### Input records

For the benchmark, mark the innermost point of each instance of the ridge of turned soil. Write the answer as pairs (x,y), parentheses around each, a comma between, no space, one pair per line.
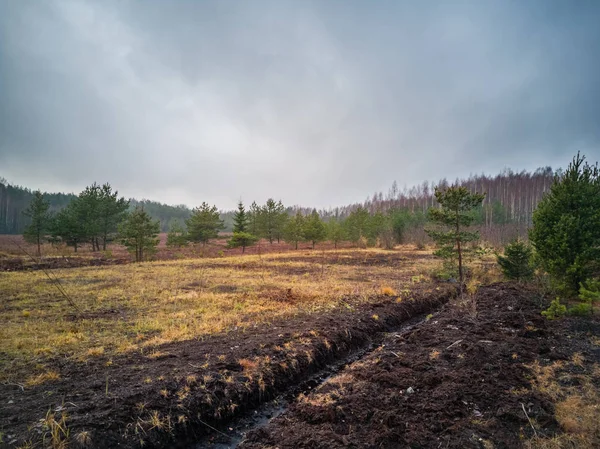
(168,399)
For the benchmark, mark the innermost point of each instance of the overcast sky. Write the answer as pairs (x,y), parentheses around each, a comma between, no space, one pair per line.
(319,103)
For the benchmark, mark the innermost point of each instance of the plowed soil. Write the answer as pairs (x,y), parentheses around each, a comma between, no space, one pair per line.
(458,381)
(176,395)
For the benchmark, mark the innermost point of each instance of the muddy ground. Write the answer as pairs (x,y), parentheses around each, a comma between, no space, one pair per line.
(457,381)
(174,396)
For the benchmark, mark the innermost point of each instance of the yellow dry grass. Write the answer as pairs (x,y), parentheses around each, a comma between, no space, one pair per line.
(137,307)
(577,407)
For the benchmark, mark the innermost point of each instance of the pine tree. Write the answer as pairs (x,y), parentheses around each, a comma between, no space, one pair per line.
(357,224)
(176,237)
(455,214)
(241,236)
(566,226)
(271,219)
(255,219)
(204,224)
(139,233)
(112,211)
(294,230)
(40,221)
(314,229)
(66,228)
(240,219)
(516,263)
(590,293)
(335,232)
(89,209)
(281,220)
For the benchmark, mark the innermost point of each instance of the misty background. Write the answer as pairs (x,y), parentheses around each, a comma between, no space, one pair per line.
(319,103)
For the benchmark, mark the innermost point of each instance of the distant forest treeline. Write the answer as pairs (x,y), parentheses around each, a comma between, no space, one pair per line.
(15,199)
(511,199)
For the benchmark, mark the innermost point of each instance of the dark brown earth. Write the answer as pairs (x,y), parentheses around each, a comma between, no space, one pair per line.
(173,397)
(457,381)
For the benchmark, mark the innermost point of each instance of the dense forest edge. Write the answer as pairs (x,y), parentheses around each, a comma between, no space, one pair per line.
(511,199)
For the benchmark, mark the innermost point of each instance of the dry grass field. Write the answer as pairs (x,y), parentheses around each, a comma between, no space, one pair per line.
(138,307)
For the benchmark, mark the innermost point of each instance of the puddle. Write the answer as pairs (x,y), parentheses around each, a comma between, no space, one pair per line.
(230,436)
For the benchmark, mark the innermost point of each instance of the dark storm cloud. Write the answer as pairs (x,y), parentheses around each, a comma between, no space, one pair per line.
(319,103)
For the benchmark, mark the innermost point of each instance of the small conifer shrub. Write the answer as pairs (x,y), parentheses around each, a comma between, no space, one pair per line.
(516,263)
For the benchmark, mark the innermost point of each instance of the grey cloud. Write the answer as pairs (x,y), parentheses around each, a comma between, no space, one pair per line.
(319,103)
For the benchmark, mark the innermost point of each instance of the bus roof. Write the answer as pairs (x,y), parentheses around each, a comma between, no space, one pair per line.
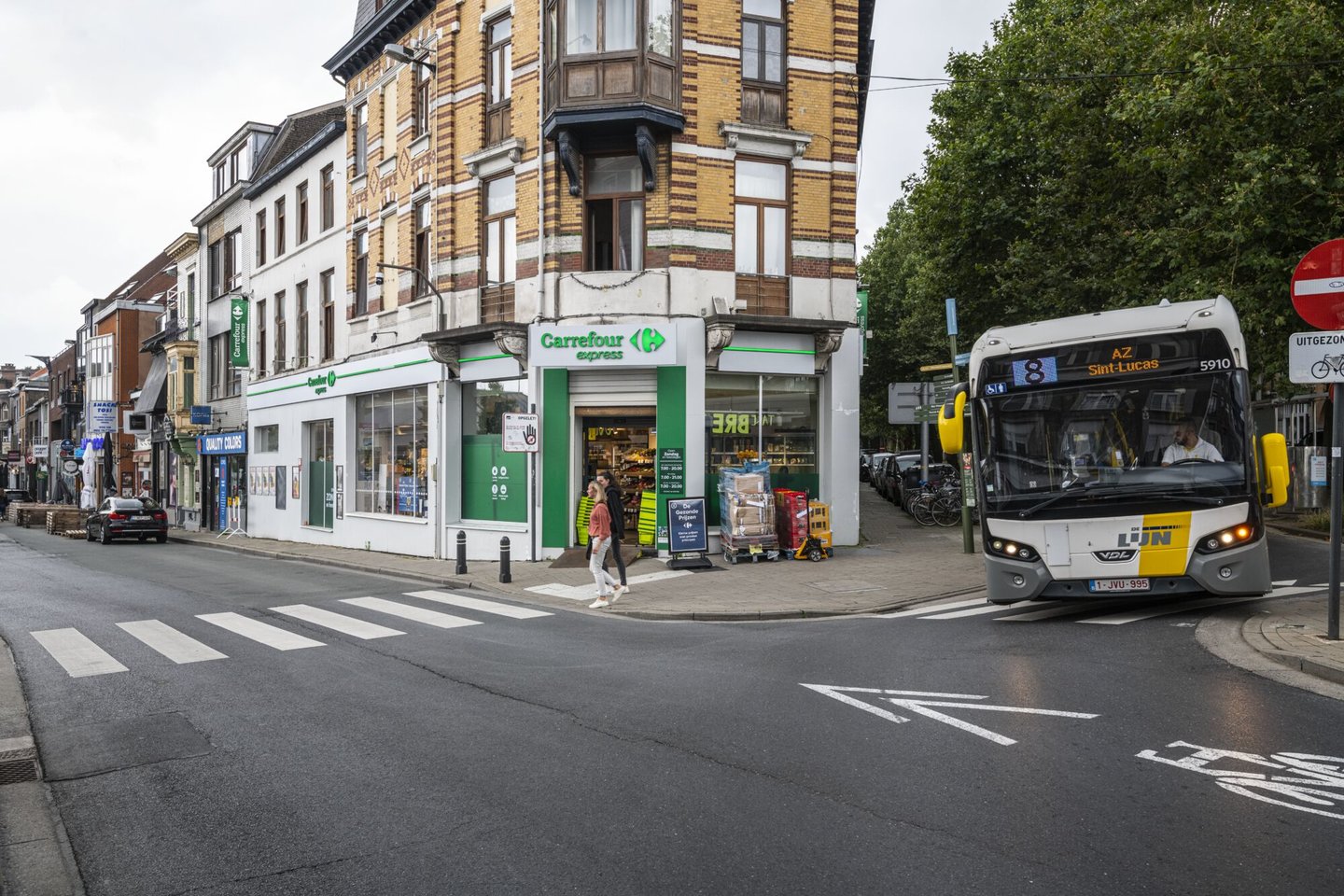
(1212,314)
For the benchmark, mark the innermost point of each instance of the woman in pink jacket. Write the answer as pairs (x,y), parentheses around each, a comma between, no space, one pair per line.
(599,535)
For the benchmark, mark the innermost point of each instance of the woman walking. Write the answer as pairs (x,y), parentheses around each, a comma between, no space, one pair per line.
(616,505)
(599,538)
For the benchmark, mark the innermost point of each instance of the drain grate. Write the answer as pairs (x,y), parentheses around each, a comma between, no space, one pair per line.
(18,766)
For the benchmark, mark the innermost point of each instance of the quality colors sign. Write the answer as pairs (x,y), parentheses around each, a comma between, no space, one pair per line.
(238,332)
(602,345)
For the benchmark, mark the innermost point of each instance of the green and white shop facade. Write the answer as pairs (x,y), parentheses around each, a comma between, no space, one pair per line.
(680,395)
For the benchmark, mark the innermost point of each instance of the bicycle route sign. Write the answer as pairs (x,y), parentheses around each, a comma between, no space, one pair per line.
(1316,357)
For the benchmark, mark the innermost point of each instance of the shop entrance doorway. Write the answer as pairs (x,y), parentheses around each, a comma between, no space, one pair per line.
(623,441)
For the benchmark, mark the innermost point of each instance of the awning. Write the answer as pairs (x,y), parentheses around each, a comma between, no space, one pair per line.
(152,395)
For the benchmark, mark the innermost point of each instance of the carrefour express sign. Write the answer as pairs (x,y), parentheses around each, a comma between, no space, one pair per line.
(602,345)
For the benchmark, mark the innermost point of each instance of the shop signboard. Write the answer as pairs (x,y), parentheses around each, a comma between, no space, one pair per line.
(671,471)
(687,528)
(238,333)
(521,431)
(103,416)
(602,345)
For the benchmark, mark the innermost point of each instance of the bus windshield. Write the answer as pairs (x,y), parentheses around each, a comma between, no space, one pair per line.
(1065,450)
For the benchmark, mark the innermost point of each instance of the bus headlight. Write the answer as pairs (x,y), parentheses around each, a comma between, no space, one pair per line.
(1228,538)
(1013,550)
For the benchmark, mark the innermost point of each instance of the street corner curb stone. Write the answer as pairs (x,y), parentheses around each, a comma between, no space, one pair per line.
(1253,632)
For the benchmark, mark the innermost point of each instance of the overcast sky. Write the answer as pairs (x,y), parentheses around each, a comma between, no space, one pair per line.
(119,105)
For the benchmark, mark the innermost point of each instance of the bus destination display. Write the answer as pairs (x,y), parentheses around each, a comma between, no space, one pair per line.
(1169,355)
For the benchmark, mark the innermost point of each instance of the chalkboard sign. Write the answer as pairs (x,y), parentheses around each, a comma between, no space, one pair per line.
(687,532)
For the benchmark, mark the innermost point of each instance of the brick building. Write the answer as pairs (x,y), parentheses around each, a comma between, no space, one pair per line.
(633,217)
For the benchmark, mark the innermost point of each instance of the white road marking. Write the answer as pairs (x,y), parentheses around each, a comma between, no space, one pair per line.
(922,708)
(415,614)
(170,642)
(977,611)
(479,603)
(76,653)
(259,632)
(935,608)
(336,623)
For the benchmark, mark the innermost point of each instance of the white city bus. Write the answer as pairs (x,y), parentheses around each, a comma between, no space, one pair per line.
(1114,455)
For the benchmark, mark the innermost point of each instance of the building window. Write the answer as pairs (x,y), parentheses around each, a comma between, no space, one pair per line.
(301,329)
(329,199)
(301,214)
(266,440)
(582,31)
(261,339)
(422,246)
(498,79)
(280,332)
(763,62)
(500,227)
(261,238)
(360,138)
(324,287)
(391,431)
(421,100)
(360,272)
(761,237)
(280,227)
(614,214)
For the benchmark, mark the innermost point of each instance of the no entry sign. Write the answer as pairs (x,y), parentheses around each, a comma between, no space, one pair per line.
(1317,287)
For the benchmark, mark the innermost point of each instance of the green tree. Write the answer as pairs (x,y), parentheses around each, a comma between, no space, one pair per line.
(1111,153)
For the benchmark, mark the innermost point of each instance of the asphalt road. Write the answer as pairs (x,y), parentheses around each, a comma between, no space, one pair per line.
(574,752)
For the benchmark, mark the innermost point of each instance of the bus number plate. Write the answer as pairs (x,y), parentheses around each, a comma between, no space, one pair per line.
(1118,584)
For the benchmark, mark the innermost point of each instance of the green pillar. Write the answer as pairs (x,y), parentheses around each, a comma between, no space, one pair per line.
(556,503)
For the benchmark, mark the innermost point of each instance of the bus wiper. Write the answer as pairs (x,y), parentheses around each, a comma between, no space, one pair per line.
(1099,492)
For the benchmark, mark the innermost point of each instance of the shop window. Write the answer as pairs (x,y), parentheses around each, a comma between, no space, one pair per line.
(498,81)
(761,237)
(614,214)
(761,418)
(500,257)
(266,438)
(393,453)
(494,481)
(763,62)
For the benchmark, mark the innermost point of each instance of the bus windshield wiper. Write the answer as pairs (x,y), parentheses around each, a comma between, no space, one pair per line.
(1101,492)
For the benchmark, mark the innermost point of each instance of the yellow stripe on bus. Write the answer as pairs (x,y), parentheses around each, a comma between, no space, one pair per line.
(1166,544)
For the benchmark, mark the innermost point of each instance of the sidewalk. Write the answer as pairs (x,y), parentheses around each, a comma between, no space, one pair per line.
(900,563)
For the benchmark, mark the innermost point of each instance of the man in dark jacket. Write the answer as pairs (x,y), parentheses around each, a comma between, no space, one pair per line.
(617,507)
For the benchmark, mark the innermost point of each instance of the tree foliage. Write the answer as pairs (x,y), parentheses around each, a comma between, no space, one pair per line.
(1046,193)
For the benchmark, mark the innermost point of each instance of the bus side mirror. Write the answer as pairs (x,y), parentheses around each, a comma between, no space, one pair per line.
(1274,455)
(950,428)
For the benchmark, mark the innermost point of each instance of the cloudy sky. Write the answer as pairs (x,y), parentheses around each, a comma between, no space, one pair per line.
(104,155)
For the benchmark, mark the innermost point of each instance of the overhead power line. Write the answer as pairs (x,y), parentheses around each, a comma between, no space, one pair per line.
(1108,76)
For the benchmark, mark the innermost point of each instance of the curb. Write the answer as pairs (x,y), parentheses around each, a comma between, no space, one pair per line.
(338,563)
(1254,636)
(35,855)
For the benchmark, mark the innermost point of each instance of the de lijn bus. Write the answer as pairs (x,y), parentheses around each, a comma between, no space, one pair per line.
(1114,455)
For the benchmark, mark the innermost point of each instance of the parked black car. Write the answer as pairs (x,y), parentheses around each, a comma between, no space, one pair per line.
(125,519)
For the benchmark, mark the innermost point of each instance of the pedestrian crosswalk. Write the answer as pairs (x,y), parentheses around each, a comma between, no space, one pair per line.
(1108,613)
(81,656)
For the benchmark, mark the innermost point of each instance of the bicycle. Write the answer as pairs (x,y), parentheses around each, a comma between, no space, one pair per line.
(1313,783)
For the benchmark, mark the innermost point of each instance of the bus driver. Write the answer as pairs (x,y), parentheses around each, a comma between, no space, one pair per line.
(1188,446)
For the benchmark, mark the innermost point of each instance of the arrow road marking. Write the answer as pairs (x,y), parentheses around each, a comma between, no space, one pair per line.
(918,702)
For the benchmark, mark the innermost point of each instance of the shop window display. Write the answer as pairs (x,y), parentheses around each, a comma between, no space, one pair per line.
(772,419)
(393,453)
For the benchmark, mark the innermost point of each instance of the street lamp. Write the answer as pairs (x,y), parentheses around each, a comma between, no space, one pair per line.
(421,277)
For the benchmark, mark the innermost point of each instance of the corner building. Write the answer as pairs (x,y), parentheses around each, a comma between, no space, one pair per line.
(635,217)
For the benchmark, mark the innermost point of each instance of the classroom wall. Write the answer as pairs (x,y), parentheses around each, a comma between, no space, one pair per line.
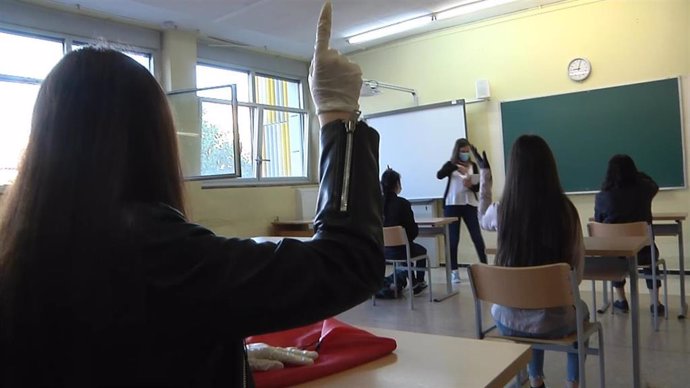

######

Find every line in the records that contains the word "display", treating uppercase and lowercase as different, and copy each of those lines.

For the benchmark, mark the innermost point of each instance of the bus destination display. Write the answer as pairs (x,y), parentheses around each, a comma between, no space, one pair per line.
For the benchmark, mark the innermost point of each instance of the shop window display. Write the answer as pairs (x,y), parentheses around each, a comma between, no space, one pair per line.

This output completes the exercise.